··· Excerpted records ···

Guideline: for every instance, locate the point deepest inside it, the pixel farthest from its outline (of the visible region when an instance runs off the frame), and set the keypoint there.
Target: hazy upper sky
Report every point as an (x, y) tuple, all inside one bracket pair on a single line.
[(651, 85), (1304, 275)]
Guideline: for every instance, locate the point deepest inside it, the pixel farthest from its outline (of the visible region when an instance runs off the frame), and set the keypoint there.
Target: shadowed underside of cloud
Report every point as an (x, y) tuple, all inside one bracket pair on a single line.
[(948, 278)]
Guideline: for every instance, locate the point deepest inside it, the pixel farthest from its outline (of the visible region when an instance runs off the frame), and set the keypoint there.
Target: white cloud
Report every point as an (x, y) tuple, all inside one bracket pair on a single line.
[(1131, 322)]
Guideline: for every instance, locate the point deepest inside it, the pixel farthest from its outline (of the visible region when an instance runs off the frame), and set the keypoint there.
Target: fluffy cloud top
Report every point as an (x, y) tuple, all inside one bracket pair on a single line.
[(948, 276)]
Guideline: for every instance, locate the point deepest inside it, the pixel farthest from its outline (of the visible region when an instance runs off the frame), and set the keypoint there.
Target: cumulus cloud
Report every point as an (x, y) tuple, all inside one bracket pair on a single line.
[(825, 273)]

···

Directions for this task: Determine how many of the lines above include the word "Target", then give that number and nothing else.

Exercise solution: 5